# Aim of the task
Set out every line of the entries below as a numbered list, skipping any blank lines and omitting the pictures.
>>>>>
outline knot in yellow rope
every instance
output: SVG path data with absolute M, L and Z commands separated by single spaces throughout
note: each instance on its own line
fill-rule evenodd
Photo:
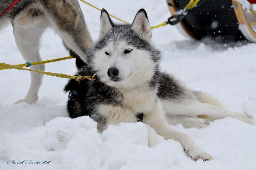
<<<<<
# Output below
1. outline knot in yellow rope
2. every instance
3. output: SVG path data with absolute M, L and Z commands separated by single spaces throughout
4. note: each instance on its own line
5. fill-rule evenodd
6. Photo:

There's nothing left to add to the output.